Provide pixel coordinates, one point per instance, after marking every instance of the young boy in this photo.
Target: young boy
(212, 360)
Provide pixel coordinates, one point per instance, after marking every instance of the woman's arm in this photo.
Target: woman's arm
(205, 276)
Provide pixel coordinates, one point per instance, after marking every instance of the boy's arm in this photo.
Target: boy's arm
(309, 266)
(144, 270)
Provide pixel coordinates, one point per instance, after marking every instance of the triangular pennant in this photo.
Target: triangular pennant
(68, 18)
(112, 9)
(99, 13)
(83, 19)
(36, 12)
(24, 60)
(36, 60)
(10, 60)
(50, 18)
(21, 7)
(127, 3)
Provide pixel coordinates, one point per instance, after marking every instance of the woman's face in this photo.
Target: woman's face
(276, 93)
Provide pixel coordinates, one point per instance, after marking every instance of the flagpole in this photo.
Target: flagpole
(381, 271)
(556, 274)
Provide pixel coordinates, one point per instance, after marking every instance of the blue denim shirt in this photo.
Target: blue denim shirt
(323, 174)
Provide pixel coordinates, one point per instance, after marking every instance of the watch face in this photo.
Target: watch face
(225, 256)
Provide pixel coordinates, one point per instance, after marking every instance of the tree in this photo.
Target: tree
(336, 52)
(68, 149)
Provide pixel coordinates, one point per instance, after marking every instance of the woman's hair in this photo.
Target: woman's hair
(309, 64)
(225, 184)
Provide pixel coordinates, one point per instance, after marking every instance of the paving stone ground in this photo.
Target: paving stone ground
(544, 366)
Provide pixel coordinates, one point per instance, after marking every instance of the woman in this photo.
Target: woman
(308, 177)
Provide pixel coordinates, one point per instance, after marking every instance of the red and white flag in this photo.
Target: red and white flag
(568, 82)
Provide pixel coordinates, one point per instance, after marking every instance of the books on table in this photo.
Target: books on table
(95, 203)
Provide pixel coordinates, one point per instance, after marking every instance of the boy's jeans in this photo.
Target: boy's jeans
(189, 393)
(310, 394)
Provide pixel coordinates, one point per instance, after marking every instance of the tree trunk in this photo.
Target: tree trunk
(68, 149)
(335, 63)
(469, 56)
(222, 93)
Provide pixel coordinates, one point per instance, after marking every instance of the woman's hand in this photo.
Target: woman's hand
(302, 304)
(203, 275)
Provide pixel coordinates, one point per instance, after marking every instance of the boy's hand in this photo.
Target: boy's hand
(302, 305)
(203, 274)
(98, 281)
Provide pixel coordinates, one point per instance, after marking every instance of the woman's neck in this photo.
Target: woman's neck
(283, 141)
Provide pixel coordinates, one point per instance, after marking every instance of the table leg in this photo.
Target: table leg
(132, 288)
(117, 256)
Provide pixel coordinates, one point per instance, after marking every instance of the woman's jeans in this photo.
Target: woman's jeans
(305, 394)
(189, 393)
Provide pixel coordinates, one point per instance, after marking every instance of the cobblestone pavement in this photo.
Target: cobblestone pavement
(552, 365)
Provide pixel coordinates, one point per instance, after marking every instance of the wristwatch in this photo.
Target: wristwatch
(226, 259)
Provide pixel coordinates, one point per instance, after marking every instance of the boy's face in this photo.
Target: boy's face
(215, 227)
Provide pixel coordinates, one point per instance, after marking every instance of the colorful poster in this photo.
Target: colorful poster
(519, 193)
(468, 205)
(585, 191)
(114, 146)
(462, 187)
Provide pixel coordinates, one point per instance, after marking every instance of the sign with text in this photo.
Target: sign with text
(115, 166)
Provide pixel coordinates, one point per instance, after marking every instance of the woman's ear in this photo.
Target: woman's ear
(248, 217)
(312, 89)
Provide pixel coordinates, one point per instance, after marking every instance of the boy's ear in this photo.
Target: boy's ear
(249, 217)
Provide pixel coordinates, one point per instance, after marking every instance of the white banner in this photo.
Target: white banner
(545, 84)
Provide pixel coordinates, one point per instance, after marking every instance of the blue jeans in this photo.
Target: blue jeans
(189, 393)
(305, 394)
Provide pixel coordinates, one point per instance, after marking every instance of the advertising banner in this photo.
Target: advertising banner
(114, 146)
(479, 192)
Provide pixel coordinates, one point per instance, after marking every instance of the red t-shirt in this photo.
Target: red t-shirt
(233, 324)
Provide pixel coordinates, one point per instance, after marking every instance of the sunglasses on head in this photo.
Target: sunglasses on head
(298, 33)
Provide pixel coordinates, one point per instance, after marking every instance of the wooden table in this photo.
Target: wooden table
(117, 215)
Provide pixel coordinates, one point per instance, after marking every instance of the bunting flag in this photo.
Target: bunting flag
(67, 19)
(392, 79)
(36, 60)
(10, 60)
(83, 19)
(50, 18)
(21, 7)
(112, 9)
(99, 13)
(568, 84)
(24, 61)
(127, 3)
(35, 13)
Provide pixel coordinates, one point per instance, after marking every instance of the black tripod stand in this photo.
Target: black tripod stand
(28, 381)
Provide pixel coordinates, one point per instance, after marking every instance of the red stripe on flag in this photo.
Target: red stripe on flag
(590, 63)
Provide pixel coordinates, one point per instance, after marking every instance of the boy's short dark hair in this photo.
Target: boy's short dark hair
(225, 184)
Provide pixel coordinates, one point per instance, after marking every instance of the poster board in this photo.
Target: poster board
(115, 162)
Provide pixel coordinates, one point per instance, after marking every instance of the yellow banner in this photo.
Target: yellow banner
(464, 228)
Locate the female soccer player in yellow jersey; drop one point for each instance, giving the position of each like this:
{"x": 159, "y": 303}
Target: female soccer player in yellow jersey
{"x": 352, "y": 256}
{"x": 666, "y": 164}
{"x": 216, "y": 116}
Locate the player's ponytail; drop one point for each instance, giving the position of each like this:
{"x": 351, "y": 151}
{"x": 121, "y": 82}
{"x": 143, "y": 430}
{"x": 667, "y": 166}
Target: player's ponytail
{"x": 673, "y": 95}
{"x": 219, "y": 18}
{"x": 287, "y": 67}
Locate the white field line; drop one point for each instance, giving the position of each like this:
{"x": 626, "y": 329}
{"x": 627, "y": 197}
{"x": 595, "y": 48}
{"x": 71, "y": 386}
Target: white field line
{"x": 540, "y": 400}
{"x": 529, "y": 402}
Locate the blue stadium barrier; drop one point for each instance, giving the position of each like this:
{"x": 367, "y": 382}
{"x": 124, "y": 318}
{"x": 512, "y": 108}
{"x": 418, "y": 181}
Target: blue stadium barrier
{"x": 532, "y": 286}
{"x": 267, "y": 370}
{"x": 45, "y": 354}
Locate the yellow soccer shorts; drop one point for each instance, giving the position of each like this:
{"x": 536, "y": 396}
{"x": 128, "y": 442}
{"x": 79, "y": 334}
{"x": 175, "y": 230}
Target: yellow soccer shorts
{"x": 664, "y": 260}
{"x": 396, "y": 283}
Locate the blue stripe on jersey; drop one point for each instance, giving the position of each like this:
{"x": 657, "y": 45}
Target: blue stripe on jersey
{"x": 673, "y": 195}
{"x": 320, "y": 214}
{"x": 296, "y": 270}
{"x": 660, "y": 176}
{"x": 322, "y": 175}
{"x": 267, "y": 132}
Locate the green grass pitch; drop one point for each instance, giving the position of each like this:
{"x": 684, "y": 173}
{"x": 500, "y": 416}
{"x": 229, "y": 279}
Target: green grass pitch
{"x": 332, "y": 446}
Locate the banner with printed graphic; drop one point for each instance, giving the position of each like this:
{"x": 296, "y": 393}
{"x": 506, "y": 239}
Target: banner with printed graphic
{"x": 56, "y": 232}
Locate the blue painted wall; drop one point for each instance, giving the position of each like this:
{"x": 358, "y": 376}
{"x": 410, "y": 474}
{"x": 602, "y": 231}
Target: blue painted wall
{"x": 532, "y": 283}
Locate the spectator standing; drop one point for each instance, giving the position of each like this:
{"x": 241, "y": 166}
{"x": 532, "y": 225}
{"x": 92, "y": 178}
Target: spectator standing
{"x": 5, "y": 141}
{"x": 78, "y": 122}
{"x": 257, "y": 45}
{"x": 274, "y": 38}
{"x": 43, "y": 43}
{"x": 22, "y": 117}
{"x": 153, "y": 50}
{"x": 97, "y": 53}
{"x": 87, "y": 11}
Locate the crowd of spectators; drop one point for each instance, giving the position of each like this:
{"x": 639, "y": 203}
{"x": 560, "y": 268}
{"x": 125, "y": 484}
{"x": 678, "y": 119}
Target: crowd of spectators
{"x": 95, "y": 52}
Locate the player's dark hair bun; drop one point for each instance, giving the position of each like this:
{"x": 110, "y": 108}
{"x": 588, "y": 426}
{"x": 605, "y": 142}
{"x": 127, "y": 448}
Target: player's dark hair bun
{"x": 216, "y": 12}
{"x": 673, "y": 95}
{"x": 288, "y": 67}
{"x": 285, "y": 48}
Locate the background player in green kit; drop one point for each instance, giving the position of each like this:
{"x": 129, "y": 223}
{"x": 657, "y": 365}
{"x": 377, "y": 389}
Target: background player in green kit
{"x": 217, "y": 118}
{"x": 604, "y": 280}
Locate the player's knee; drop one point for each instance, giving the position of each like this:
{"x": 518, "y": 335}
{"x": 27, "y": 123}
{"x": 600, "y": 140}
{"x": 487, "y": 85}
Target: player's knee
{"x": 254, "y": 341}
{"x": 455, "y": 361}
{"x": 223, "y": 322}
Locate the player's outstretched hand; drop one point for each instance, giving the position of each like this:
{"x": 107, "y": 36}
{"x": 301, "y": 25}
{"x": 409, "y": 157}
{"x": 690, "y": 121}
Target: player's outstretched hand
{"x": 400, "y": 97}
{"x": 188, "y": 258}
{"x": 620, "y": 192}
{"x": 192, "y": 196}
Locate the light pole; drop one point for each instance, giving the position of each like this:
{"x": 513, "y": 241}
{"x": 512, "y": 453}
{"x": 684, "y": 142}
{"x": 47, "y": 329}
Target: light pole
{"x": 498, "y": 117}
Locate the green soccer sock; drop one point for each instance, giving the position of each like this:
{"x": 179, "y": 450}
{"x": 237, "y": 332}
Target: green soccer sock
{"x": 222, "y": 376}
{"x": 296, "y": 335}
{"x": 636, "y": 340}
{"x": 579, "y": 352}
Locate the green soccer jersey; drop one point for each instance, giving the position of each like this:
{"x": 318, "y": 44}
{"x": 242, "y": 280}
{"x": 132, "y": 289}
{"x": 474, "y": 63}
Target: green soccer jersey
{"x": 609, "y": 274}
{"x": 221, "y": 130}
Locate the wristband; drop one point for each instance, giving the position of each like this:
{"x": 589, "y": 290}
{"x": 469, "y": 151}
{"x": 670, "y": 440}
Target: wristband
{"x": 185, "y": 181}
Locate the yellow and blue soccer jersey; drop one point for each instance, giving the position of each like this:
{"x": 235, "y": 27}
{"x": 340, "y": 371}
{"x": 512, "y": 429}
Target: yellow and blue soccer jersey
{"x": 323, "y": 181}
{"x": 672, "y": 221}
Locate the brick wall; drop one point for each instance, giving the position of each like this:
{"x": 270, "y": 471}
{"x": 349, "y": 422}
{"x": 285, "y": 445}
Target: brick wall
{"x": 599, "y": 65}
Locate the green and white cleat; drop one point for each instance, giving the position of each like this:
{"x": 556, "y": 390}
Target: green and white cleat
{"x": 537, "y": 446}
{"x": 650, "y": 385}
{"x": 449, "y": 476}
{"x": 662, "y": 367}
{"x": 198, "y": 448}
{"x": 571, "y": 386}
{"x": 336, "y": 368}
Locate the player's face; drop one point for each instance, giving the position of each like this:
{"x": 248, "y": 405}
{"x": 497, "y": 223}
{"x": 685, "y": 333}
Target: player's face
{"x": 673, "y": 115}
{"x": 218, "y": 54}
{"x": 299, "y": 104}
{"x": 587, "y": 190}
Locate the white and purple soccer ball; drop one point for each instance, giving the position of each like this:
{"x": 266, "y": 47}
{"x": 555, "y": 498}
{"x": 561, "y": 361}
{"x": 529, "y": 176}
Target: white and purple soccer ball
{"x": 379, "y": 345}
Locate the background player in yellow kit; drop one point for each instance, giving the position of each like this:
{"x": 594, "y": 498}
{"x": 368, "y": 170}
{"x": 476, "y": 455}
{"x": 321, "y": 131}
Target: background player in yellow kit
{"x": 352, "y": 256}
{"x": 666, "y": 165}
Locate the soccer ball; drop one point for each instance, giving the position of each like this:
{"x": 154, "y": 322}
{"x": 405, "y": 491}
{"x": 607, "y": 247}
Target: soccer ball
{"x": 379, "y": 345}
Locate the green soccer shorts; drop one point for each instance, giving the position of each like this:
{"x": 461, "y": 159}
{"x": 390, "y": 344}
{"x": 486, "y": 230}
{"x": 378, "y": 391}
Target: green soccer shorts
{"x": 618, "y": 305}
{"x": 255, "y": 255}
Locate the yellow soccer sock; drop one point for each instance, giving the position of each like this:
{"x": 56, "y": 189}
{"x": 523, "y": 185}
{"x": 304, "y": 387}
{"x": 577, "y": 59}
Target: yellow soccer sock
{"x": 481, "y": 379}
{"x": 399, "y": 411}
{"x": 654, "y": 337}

> TASK DETAILS
Begin with the line that has "woman's arm in this photo." in the listing above and end after the line that has "pennant in this photo."; output those lines exactly.

> OUTPUT FOR THIS EXERCISE
Provide pixel coordinates, one point per instance, after marking every instance of the woman's arm in this photo.
Target: woman's arm
(205, 276)
Provide pixel coordinates, one point per instance, after marking every instance of the boy's arm in this photo.
Target: boy's arm
(309, 266)
(144, 270)
Provide pixel coordinates, one point per instance, after marking every instance of the triangular pennant in this photo.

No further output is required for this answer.